Segment Open
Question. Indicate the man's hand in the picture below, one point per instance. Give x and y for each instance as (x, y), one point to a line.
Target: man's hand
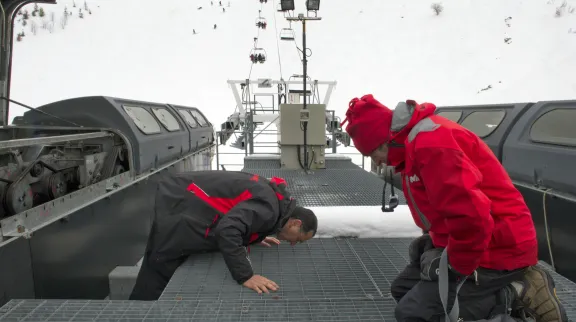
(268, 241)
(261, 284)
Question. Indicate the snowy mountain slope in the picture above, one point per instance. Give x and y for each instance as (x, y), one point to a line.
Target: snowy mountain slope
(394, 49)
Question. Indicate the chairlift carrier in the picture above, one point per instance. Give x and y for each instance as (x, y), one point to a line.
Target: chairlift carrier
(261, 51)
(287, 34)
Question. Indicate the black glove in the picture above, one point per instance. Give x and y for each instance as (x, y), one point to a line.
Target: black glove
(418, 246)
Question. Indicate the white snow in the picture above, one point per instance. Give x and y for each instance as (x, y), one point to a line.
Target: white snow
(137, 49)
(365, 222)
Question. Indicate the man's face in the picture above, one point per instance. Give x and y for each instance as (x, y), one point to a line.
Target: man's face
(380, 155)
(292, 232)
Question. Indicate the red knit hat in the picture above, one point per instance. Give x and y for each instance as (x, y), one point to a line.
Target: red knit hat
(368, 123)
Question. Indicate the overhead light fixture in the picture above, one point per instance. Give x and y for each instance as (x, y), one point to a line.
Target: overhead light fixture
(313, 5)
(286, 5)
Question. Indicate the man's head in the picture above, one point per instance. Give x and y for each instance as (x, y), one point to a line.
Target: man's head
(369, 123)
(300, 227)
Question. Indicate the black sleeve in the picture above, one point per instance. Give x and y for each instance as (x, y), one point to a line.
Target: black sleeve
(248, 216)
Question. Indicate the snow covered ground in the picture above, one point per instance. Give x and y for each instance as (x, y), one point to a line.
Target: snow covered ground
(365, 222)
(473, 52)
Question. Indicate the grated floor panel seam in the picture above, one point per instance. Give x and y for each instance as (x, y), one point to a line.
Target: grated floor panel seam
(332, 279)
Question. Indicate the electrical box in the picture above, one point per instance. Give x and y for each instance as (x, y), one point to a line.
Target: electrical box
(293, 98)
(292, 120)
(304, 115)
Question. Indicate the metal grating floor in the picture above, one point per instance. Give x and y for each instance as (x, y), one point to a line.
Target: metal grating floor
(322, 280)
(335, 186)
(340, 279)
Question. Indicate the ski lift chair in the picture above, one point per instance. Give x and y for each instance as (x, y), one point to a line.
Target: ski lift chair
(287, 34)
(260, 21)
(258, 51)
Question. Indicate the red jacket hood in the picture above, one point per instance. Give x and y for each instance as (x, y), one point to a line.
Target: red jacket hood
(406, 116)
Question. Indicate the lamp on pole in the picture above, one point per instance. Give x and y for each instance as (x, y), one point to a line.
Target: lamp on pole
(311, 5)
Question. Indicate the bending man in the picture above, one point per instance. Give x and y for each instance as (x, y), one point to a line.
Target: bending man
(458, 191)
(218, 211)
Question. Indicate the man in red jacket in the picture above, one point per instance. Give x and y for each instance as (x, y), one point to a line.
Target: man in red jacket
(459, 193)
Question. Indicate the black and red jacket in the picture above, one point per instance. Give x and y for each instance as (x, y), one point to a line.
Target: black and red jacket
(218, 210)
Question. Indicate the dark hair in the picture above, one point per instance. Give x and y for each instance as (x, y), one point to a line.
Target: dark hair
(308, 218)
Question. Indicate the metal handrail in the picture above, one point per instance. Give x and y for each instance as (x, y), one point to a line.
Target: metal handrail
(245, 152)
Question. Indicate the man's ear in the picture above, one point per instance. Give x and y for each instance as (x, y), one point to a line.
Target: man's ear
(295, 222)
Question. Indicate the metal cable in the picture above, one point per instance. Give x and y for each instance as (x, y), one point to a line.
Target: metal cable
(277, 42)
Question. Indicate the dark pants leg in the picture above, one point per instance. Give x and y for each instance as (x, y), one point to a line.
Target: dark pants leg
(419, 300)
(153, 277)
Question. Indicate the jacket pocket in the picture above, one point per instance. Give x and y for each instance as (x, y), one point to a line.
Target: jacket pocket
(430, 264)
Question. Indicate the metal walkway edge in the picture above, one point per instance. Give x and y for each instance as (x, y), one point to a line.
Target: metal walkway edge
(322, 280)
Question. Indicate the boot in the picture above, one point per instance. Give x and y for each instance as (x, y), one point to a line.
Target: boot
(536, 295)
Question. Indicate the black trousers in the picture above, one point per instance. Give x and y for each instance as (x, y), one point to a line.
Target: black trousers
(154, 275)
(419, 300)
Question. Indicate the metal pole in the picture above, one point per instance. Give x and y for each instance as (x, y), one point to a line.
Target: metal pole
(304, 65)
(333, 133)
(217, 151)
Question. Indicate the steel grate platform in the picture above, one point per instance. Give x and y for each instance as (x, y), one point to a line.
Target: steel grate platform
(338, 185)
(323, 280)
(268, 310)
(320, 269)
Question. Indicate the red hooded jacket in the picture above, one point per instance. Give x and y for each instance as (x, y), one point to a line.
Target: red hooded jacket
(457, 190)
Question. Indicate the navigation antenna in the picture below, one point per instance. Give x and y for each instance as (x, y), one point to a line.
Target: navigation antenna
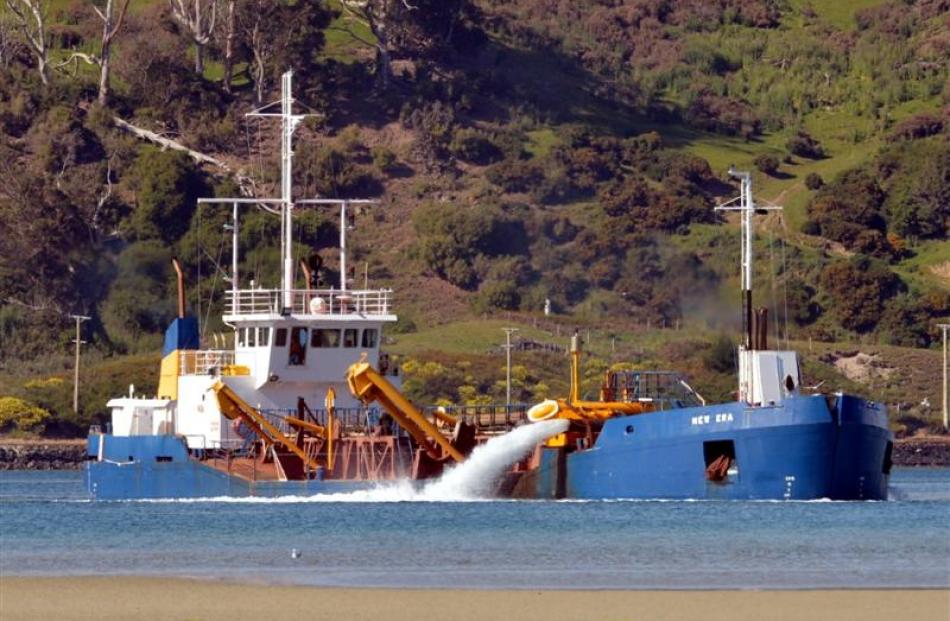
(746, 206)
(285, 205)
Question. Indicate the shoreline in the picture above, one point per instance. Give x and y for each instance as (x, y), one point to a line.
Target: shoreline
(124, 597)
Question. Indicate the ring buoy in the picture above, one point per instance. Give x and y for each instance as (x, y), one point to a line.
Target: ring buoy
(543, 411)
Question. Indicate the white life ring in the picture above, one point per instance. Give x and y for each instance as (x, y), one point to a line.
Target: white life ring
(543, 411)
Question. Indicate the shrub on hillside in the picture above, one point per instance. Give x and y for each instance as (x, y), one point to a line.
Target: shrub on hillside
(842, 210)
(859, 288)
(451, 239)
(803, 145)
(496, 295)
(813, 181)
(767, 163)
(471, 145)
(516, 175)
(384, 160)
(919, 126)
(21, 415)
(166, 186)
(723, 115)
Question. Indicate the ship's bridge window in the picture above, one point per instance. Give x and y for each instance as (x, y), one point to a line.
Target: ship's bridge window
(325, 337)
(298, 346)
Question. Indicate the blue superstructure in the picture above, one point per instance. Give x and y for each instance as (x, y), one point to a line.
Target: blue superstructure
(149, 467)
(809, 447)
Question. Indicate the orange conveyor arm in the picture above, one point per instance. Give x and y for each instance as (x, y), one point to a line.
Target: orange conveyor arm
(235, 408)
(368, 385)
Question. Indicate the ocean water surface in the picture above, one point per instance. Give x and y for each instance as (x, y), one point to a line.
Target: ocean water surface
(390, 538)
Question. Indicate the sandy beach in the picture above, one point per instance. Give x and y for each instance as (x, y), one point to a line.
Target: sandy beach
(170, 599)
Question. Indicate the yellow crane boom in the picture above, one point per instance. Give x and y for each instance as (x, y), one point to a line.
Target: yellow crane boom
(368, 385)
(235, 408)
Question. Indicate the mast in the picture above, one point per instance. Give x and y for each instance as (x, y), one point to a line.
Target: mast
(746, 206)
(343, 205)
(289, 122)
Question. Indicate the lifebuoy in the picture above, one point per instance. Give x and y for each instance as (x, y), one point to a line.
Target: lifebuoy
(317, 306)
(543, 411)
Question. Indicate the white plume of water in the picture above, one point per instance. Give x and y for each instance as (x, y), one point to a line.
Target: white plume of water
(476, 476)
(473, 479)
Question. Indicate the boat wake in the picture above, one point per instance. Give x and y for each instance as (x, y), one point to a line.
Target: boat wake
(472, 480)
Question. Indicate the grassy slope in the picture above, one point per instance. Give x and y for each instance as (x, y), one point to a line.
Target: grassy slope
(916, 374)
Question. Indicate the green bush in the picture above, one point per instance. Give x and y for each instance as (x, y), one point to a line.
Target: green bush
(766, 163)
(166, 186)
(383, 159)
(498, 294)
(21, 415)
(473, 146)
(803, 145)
Segment Closed
Segment Open
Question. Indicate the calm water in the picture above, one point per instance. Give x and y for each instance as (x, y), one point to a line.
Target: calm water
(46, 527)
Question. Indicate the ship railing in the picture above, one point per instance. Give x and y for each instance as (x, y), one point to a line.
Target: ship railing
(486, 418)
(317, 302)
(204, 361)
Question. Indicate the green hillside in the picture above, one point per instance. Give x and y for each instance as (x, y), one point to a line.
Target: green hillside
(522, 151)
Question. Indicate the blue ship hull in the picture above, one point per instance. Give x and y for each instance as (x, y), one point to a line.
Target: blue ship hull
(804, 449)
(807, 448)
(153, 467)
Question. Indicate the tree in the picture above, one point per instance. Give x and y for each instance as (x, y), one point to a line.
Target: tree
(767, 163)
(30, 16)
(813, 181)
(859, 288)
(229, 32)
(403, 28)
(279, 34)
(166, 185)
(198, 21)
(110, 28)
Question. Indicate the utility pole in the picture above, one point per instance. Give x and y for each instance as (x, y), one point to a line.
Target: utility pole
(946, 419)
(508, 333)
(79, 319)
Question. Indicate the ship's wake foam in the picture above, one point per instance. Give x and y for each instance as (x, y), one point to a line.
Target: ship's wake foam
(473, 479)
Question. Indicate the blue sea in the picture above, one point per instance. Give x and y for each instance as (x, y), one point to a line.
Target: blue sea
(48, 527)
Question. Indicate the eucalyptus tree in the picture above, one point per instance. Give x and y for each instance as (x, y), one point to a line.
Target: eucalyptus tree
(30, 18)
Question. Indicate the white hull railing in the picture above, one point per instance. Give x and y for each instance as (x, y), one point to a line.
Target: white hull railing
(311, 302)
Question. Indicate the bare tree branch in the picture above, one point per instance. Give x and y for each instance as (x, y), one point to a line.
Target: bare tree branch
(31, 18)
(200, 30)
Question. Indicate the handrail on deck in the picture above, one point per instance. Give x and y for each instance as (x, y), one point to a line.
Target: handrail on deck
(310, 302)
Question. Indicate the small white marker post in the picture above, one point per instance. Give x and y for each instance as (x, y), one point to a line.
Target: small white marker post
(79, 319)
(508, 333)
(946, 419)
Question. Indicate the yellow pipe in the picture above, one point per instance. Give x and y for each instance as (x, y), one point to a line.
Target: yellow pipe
Segment Closed
Segment Open
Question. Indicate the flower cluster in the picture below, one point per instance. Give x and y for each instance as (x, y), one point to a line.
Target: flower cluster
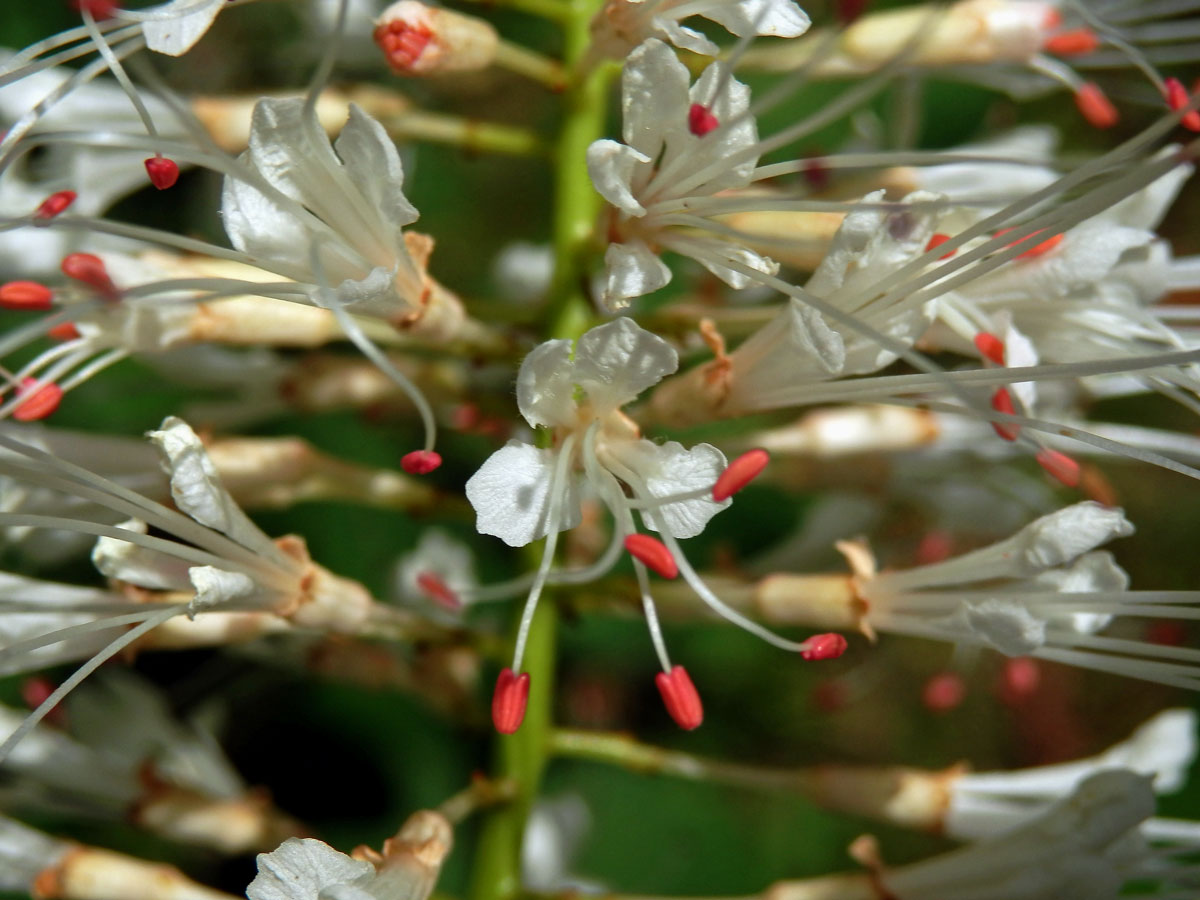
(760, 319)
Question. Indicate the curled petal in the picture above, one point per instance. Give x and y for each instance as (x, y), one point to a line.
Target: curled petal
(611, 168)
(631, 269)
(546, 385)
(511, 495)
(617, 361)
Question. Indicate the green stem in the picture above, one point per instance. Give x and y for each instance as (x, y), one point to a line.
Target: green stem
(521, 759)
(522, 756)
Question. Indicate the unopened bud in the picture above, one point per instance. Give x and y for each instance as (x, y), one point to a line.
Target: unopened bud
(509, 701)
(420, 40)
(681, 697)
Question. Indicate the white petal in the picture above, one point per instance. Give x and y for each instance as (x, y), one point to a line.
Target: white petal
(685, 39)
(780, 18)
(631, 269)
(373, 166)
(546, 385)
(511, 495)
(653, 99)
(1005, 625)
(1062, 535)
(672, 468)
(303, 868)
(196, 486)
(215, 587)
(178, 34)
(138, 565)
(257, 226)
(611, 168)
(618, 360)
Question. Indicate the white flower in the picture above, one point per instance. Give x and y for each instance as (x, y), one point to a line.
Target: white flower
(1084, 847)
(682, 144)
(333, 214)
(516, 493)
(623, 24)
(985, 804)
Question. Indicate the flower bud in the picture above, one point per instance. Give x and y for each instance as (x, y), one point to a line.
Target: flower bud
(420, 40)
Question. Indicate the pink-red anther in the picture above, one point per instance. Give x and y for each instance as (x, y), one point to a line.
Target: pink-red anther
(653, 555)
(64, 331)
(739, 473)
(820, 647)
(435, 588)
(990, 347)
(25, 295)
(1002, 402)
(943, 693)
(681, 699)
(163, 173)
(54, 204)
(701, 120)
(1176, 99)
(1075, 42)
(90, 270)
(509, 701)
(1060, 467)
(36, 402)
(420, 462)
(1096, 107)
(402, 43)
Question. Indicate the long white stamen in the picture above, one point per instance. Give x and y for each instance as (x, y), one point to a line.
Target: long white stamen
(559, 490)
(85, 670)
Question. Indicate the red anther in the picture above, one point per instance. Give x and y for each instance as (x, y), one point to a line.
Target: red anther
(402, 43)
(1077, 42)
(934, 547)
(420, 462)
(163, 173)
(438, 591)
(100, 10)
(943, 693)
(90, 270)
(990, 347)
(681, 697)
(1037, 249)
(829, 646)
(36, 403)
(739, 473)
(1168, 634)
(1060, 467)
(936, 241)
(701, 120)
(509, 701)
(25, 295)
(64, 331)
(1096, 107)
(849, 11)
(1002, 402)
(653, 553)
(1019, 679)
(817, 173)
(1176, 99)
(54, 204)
Segment Closed
WHAT THE EXERCISE ASKS
Could you filter the entries above for lines holding the string "pipe" and copy them?

EXERCISE RESULT
Question. Indicate the yellow pipe in the picture above, one point per instance. Give x and y for each instance as (x, y), one point to a line.
Target: yellow pipe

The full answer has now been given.